## AIM
Copy out exactly each line from the line with "of the windshield" through the last line of the material below.

:::::

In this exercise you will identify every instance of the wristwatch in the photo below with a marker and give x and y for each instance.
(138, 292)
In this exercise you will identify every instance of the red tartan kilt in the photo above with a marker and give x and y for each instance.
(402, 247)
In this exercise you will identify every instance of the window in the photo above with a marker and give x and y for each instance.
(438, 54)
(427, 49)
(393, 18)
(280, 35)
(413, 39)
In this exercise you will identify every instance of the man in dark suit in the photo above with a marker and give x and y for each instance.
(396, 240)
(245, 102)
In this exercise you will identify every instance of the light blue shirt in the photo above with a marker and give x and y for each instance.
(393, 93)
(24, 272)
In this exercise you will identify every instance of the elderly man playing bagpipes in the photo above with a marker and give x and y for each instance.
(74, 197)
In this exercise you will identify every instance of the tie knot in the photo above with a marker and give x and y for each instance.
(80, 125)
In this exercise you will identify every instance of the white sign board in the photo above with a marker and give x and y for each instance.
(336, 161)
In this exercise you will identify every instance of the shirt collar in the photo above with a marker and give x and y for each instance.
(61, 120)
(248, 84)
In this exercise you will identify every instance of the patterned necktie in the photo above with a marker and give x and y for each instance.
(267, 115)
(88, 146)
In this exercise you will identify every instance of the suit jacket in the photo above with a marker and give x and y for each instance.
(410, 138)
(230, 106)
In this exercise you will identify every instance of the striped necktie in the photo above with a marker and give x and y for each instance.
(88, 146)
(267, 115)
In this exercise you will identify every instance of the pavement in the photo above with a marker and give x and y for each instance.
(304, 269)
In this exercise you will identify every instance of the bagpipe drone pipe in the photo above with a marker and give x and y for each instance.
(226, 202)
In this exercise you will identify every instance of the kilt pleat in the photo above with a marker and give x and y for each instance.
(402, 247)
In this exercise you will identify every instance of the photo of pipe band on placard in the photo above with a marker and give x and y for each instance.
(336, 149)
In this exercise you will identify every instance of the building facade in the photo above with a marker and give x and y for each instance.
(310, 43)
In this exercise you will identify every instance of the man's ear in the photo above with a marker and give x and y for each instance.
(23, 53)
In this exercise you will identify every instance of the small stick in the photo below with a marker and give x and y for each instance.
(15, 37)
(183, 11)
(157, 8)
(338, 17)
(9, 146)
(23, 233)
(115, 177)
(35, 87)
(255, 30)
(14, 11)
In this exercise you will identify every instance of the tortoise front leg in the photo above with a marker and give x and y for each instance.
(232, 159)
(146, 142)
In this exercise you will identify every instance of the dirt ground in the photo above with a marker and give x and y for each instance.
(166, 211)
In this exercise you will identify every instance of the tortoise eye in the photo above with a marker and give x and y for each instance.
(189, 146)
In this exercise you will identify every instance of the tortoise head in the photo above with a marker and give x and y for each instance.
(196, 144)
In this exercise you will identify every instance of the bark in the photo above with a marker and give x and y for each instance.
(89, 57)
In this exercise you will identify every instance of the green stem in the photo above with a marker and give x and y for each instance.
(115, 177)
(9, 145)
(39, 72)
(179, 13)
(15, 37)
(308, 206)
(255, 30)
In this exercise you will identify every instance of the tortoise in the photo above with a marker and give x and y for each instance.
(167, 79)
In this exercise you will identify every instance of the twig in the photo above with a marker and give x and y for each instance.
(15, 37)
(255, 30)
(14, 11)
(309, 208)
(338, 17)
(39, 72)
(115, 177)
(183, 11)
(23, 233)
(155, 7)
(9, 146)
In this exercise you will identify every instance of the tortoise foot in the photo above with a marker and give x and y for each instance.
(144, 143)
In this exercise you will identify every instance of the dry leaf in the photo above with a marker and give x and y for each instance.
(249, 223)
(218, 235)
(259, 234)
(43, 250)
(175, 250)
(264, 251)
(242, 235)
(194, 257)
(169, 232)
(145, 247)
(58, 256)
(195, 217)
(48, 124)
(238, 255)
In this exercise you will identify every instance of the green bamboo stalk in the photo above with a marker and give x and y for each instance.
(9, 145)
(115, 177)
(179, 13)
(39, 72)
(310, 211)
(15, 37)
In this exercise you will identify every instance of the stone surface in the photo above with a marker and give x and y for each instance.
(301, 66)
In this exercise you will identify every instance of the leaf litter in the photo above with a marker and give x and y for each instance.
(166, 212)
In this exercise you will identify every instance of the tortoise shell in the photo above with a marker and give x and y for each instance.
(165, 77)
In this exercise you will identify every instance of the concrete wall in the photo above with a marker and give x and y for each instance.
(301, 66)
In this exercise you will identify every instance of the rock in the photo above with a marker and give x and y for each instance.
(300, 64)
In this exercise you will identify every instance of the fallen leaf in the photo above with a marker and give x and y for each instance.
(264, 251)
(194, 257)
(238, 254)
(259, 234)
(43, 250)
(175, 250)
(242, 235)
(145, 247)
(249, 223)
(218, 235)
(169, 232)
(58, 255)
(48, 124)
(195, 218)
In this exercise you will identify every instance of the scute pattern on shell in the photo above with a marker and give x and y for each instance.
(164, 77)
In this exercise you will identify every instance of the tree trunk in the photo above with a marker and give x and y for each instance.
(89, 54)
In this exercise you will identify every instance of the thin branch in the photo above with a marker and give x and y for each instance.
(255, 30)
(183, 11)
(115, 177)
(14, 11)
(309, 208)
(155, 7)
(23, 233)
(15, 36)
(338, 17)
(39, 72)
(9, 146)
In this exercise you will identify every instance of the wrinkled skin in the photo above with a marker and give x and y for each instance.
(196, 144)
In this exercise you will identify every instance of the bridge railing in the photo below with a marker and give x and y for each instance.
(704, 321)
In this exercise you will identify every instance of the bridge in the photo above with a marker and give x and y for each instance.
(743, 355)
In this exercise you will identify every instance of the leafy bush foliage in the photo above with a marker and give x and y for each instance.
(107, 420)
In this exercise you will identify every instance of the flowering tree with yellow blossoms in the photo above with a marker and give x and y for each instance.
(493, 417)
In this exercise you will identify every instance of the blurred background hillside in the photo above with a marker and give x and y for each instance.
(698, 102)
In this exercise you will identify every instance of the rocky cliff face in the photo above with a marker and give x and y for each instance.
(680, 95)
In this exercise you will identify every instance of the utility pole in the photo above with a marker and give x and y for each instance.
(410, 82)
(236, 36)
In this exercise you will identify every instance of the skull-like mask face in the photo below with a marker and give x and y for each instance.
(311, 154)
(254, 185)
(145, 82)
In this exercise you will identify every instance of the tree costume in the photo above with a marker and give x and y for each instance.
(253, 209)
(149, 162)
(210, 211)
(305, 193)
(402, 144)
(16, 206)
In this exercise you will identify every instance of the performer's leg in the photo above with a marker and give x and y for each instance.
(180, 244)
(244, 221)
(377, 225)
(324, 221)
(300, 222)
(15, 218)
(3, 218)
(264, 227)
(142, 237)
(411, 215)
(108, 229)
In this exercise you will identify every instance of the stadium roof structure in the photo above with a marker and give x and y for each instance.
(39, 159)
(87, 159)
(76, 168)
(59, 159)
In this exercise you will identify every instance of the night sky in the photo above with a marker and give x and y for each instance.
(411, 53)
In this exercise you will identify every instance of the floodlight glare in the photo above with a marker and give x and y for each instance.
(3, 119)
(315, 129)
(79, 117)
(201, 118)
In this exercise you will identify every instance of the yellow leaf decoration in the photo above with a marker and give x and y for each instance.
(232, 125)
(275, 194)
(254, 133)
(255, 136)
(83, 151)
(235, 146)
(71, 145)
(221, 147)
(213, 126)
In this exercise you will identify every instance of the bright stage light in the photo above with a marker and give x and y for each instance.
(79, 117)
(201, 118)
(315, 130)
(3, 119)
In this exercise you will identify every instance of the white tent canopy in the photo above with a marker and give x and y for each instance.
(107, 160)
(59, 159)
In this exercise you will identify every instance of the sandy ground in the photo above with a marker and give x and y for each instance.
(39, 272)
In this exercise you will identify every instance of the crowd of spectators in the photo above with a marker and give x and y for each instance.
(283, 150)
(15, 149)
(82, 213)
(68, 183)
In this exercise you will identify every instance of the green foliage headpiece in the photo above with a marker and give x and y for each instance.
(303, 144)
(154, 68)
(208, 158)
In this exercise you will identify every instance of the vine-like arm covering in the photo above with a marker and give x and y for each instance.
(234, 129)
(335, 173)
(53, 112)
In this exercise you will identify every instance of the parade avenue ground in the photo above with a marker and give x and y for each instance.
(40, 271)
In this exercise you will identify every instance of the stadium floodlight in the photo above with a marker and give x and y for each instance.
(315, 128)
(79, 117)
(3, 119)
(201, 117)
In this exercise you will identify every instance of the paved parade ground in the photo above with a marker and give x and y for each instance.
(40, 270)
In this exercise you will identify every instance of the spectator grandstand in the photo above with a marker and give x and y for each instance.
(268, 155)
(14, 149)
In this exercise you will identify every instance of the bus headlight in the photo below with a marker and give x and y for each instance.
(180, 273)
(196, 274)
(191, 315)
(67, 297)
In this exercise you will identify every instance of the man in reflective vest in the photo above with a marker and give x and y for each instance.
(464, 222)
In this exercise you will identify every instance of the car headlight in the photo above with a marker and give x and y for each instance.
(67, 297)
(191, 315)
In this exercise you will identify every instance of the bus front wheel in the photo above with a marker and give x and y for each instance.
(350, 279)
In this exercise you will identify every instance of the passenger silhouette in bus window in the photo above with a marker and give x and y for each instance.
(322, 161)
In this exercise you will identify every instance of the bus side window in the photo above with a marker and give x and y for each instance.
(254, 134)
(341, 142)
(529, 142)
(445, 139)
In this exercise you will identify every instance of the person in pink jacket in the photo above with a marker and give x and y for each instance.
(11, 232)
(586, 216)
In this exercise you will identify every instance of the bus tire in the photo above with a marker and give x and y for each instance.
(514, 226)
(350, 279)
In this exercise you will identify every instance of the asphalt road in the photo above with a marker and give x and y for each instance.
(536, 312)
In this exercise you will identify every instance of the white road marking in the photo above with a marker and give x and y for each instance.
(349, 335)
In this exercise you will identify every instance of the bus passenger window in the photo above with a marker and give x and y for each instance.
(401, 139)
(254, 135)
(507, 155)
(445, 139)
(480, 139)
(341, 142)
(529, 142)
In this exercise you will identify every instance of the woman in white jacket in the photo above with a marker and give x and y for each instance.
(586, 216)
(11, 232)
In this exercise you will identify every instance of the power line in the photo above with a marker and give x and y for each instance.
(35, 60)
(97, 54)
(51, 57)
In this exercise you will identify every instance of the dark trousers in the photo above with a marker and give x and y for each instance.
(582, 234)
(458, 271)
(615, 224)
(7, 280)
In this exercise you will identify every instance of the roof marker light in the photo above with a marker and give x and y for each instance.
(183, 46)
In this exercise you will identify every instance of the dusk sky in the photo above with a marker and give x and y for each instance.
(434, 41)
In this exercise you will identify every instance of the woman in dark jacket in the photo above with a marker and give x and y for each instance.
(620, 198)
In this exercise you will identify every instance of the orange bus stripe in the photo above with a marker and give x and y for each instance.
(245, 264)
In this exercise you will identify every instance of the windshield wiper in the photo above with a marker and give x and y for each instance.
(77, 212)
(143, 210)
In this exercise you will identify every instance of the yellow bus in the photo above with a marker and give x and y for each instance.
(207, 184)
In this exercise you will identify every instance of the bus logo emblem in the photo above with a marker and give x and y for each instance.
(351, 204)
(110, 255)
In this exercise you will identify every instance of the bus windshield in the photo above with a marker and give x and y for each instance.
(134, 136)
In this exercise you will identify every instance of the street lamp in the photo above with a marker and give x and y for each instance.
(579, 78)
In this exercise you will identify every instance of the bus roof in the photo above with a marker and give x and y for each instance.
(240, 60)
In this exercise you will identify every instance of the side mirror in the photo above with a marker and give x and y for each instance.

:::::

## ANSWER TO THIS EXERCISE
In this exercise you will identify every instance of the windshield wiper in the photo above with a marker and give x and y for each instance.
(77, 212)
(143, 210)
In this exercise you will identify every instance of the yellow bus in the photo above with a marker and give x and y for each instance.
(207, 184)
In this exercise you will identify every instance of the bus logo emblem in the photo above with a marker and give x and y for each instance.
(351, 204)
(110, 255)
In this exercise you will identify every instance of the bus windshield in the photo above with a marker and give x and y for each instance.
(134, 136)
In this exercise you will identify every instance of the street lamp in the photo above with a marker and give x and y for each instance.
(579, 78)
In this exercise you will identify every instance of the bus roof in the photo above with a marker and give x and y for each instance.
(240, 60)
In this exercise you will identify every instance of the side mirror in the photo above with a marker and give x and y for each instance.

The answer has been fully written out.